*Given request A*: Print the part of the sewer camera repair thread starting with "I really dont" and going on through "their mark up.", word for word.
*Given request B*: Carry on the sewer camera repair thread from its last sentence.

*Text passage*:
# Sewer Camera Repair - This place Rocks..



## TallCoolOne (Dec 19, 2010)

http://www.utilityequipmenttechnology.com/

We been using him for about 10 years. 

Turn around time is generally 1 day, I finally made the drive on Saturday to meet him in person, Heck of nice guy and fun to chat with and sharp as a tack

I had him modify my Ridgid Compact Camera

He is located in Rockwall Texas, about 4 miles off Interstate 30

Scott 972 771 8958
:thumbsup:


----------



## TallCoolOne (Dec 19, 2010)




----------



## TallCoolOne (Dec 19, 2010)




----------



## TallCoolOne (Dec 19, 2010)




----------



## TallCoolOne (Dec 19, 2010)




----------



## user2090 (Sep 26, 2009)

Wow, that is great to have a resource like that so close. 

Is sewer camera repair all he does? If so he must get a heck of a lot of work, because that is one nice looking shop.


----------



## TallCoolOne (Dec 19, 2010)

Indie said:


> Wow, that is great to have a resource like that so close.
> 
> Is sewer camera repair all he does? If so he must get a heck of a lot of work, because that is one nice looking shop.


I really dont know to be truthful. He put a 3 inch line inside his shop that goes out 50 feet in his yard to detect issues with the locater, he put the start of the pipe inside his shop. I will find that pic and post

In D/FW if you take your camera to Whitaker repair, he just sends it to this guy and marks it up

If you go to like Big D they will send it off to Ridgid and it takes forever and a day. Now if you raise enough stink they will get it back in a day or so and just send it to Scott and make their mark up.

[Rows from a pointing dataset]
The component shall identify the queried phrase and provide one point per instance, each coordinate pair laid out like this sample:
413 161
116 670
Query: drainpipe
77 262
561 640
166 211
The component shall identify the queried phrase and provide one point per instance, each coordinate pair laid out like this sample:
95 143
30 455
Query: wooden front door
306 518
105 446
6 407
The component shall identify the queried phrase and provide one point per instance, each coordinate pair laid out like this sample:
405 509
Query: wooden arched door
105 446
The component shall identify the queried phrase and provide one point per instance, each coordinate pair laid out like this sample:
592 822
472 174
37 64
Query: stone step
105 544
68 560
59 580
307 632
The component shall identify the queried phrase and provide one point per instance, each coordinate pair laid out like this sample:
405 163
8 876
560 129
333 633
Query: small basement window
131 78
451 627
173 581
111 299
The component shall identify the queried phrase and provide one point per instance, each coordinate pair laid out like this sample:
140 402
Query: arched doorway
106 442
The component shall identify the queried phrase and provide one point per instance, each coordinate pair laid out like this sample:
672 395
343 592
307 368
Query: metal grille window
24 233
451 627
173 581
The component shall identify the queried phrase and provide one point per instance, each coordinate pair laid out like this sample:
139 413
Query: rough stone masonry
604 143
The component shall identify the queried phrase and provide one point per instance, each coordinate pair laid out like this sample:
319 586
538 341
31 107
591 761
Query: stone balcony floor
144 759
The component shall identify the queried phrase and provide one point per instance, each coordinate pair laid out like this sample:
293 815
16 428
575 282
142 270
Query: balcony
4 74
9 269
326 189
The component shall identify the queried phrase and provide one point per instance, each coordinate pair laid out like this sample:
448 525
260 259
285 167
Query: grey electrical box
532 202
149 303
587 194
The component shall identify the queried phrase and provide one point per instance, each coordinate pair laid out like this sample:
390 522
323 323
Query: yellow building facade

*Task response A*:
I really dont know to be truthful. He put a 3 inch line inside his shop that goes out 50 feet in his yard to detect issues with the locater, he put the start of the pipe inside his shop. I will find that pic and post

In D/FW if you take your camera to Whitaker repair, he just sends it to this guy and marks it up

If you go to like Big D they will send it off to Ridgid and it takes forever and a day. Now if you raise enough stink they will get it back in a day or so and just send it to Scott and make their mark up.

*Task response B*:
----------



## TallCoolOne (Dec 19, 2010)

Indie, Notice the 3" pvc pipe in the floor, this is for testing purpose for him


----------



## user2090 (Sep 26, 2009)

Now that is the kind of service I like to see. A guy is smart enough to put in a test line so that he can verify his work. This country is in sore need of professionals offering this level of service. :thumbup:

Sure it took time to build up his reputation, but its now paying huge dividends.


----------



## justme (Jul 4, 2012)

didn't get any pics of cars he has in the garage , last time I was out there he had a couple of camero's


----------



## TallCoolOne (Dec 19, 2010)

justme said:


> didn't get any pics of cars he has in the garage , last time I was out there he had a couple of camero's


We got the tour.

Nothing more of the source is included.